■ DOCUMENT
++++++++++++++++++++
Sur le front occidental, les événemens sont comme suspendus. Depuis la dernière quinzaine, dans l’intervalle entre le moment où notre chronique est livrée à l’impression et celui où elle est publiée, les troupes britanniques ont remporté, les 13 et 14 novembre, une vraie victoire. Elles ont enlevé, dans cette boucle de l’Ancre qui couvre Bapaume, les villages, savamment fortifiés, de Saint-Pierre-Divion, de Beaumont-Hamel, de Beaucourt. Huit kilomètres de la ligne allemande sont tombés, ou ont subi un de ces « fléchissemens élastiques » dont, à la longue, on ne se relève plus. Les Anglais ont fait, dans ces deux journées et dans les suivantes, tout près de sept mille prisonniers, capturé des canons, du matériel de tranchées, des munitions, des approvisionnemens, donné un fort coup de lime sur l’épée allemande, usé une quantité notable de force allemande. Dans le même temps nous reprenions, au Nord de la Somme, le hameau de Saillisel, une première fois pris par nous, et perdu. Puis une sorte d’apaisement s’est fait, à peine troublé, sur la Meuse, par le bombardement des décombres de Douaumont ; interrompu, un peu partout, par le spectacle, où l’audace française s’amuse toujours, de luttes aériennes entre avions. Mais les pluies et le brouillard ne sont pas sans doute les seules causes de cette espèce de sommeil des armées. Et, certes, nous avons supporté de pires angoisses ; nous sommes résignés, nous sommes résolus à tout supporter tant qu’il le faudra ; néanmoins, ces trois mois d’hiver, s’ils devaient être tout à fait vides, coûteraient à notre impatience de voir le territoire national libéré, le droit vengé, le crime puni. Ah ! vienne vite le printemps, si bien préparé de semaine en semaine, que nous puissions, au premier soleil, dire sans retard : « Levez-vous, orages désirés ! »
++++++++++++++++++++
■ Données enregistrées
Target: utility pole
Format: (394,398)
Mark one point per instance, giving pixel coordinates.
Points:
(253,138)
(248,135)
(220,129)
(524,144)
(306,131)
++++++++++++++++++++
■ TRAVAIL À FAIRE
1. Réécrivez toutes les lignes de la liste en tableau Markdown avec deux colonnes, « Numéro » et « Ligne », sans garder les lignes vides.
2. Prolongez la chronique sur le front occidental en reprenant juste après sa dernière phrase.
La chronique sur le front occidental et la liste n'ont aucun lien entre elles.

■ RÉPONSES
1.
| Numéro | Ligne |
|---|---|
| 1 | Target: utility pole |
| 2 | Format: (394,398) |
| 3 | Mark one point per instance, giving pixel coordinates. |
| 4 | Points: |
| 5 | (253,138) |
| 6 | (248,135) |
| 7 | (220,129) |
| 8 | (524,144) |
| 9 | (306,131) |

2.
Vainqueur aussi la quinzaine dernière, le général Cadorna se réserve dans les Alpes Juliennes et sur le Carso. Peut-être est-il au carrefour de deux routes, et se demande-t-il laquelle est la meilleure, quoiqu’elles conduisent toutes les deux au même but : Trieste par Trieste, ou Trieste par Laybach (que la géographie pardonne ce détour à la politique). Peut-être encore est-il retenu par le bruit, mis en circulation, d’une nouvelle offensive autrichienne qui se déclencherait du Trentin. Mais précisément ce bruit n’a-t-il pas été, avec trop de soin, « mis en circulation, » et ne serait-ce pas une simple offensive en paroles, combinée par les chancelleries plus que par les États-majors, exécutée sur le papier par une presse docile et complaisante ? Il semble que l’Autriche ait, à cette heure, mieux à faire que d’attaquer ; en tout cas, que d’attaquer sur le lac de Garde, quand elle attaque déjà sur les Alpes de Transylvanie, quand elle-même est attaquée en Galicie, sur les Carpathes, sur le Carso. Ce qu’elle veut, c’est que, pour lui permettre de se tirer d’embarras, l’armée royale lui laisse du répit, et ne bouge pas, dans l’incertitude du lieu où il lui faudra se porter. Elle voudrait la paralyser, en lui enlevant l’initiative. Mais la finesse italienne est séculairement à l’épreuve de l’astuce autrichienne et de l’astuce allemande conjuguées. La réponse de Cadorna pourrait bien venir de son colloque avec Joffre, et de la conférence tenue à Paris, quelques jours après. D’où qu’elle sorte, et où qu’elle lui soit signifiée, dès maintenant l’Autriche aurait tort de se flatter que cette réponse puisse être telle qu’elle la souhaite.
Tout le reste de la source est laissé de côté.